*YOUR TASK*.
Reproduce the data below with every "pick planner" switched to "grasp planner", leaving everything else untouched.

*INPUT*.
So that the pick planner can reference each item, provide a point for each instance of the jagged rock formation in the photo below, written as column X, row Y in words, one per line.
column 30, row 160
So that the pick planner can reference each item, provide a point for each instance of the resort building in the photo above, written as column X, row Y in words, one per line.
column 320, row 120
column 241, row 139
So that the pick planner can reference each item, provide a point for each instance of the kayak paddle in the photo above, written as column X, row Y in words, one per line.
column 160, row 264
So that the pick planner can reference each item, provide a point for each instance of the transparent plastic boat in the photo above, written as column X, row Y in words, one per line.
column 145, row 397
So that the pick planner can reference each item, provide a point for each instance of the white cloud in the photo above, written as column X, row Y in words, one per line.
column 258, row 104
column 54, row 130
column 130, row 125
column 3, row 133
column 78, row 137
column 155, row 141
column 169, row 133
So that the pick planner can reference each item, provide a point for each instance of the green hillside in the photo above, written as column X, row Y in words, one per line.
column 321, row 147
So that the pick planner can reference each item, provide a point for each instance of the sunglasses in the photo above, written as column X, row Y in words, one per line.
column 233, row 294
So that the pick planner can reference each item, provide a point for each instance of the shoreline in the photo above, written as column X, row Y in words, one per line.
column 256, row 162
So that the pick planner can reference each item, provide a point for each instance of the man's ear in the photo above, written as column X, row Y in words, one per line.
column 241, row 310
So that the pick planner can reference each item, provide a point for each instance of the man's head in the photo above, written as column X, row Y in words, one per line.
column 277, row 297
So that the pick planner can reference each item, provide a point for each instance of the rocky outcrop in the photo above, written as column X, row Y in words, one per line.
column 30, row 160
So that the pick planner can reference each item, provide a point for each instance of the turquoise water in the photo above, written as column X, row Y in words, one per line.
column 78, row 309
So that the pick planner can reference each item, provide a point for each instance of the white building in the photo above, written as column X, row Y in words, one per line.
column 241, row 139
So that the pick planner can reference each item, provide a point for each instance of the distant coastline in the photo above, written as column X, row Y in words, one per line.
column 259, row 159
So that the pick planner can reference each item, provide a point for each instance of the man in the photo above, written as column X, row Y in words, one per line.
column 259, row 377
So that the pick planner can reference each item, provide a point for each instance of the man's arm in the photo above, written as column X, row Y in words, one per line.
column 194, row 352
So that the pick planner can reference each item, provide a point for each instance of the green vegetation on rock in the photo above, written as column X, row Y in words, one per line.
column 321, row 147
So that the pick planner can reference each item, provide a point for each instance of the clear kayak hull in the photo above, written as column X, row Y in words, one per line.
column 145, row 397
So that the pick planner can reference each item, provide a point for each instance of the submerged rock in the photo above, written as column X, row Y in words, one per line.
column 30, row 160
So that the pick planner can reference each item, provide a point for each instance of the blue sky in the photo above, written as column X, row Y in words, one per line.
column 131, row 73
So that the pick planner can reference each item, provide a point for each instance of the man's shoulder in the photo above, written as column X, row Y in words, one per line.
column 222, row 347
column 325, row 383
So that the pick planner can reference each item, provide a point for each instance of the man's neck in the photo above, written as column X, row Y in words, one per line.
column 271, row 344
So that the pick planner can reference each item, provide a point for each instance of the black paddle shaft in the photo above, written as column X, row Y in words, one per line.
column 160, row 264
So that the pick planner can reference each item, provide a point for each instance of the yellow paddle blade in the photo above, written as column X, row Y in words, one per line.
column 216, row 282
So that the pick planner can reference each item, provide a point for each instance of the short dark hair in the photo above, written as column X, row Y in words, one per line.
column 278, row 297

*RESPONSE*.
So that the grasp planner can reference each item, provide a point for each instance of the jagged rock formation in the photo below, written as column X, row Y in words, one per line.
column 30, row 160
So that the grasp planner can reference each item, provide a point for each instance of the resort building in the photo above, written as column X, row Y in words, one per line.
column 320, row 120
column 241, row 139
So that the grasp planner can reference each item, provide a point for each instance of the kayak paddle in the photo above, written as column X, row Y in words, one per line.
column 160, row 264
So that the grasp planner can reference each item, provide a point for each instance of the transparent plastic boat in the photo above, written as column X, row Y in words, one per line.
column 145, row 397
So that the grasp planner can reference each item, provide a point for each instance of the white cloud in the photo above, written as column X, row Y in words, one per line.
column 258, row 104
column 54, row 130
column 130, row 125
column 3, row 133
column 78, row 137
column 155, row 141
column 169, row 133
So that the grasp planner can reference each item, provide a point for each instance of the green hillside in the photo above, written as column X, row Y in words, one per line.
column 321, row 147
So that the grasp planner can reference each item, provide a point for each instance of the sunglasses in the photo above, written as column X, row Y in words, one per line.
column 233, row 294
So that the grasp planner can reference each item, provide a point for each instance of the shoreline in the photo above, written as column X, row Y in words, one per line.
column 256, row 162
So that the grasp planner can reference each item, provide a point for each instance of the man's ear in the photo above, written as column X, row Y in words, one per line.
column 241, row 310
So that the grasp planner can reference each item, provide a point for each instance of the man's head in the photo above, written as column X, row Y in words, one per line.
column 277, row 297
So that the grasp planner can reference each item, provide a point for each instance of the rocky outcrop in the photo above, written as column X, row Y in words, one per line.
column 30, row 160
So that the grasp planner can reference each item, provide a point for each instance of the turquoise water in the photo above, written as column X, row Y in words, one per line.
column 78, row 309
So that the grasp planner can reference each item, provide a point for each instance of the white building in the photo above, written as column X, row Y in words, one per line.
column 241, row 139
So that the grasp planner can reference each item, provide a point for each instance of the distant coastline in the photo above, written as column X, row Y in words, one per line.
column 259, row 159
So that the grasp planner can reference each item, provide a point for each instance of the man in the photo above, written as column X, row Y in words, one per line.
column 259, row 377
So that the grasp planner can reference each item, provide a point for each instance of the man's arm in the photo above, written as column X, row Y in words, one per line.
column 194, row 352
So that the grasp planner can reference each item, provide a point for each instance of the green vegetation on rock in the photo above, written as column X, row Y in words, one per line.
column 321, row 147
So that the grasp planner can reference each item, provide a point for each instance of the clear kayak hull in the photo above, written as column X, row Y in words, one per line.
column 145, row 397
So that the grasp planner can reference each item, provide a point for each instance of the submerged rock in the photo above, written as column X, row Y in words, one per line.
column 30, row 160
So that the grasp planner can reference each item, provide a point for each instance of the blue sky in the photo above, written as column X, row Y in words, one per line.
column 131, row 73
So that the grasp planner can reference each item, provide a point for each instance of the man's shoulder in the photo above, written as column X, row Y in words, one per line.
column 222, row 347
column 325, row 383
So that the grasp planner can reference each item, provide a point for each instance of the man's neck in the photo above, written as column X, row Y in words, one per line.
column 271, row 344
So that the grasp planner can reference each item, provide a point for each instance of the black paddle shaft in the photo above, written as column X, row Y in words, one per line.
column 160, row 264
So that the grasp planner can reference each item, provide a point for each instance of the yellow paddle blade in the photo above, written as column X, row Y in words, one per line.
column 216, row 282
So that the grasp planner can reference each item, provide a point for each instance of the short dark hair in the photo above, written as column X, row Y in words, one per line.
column 278, row 297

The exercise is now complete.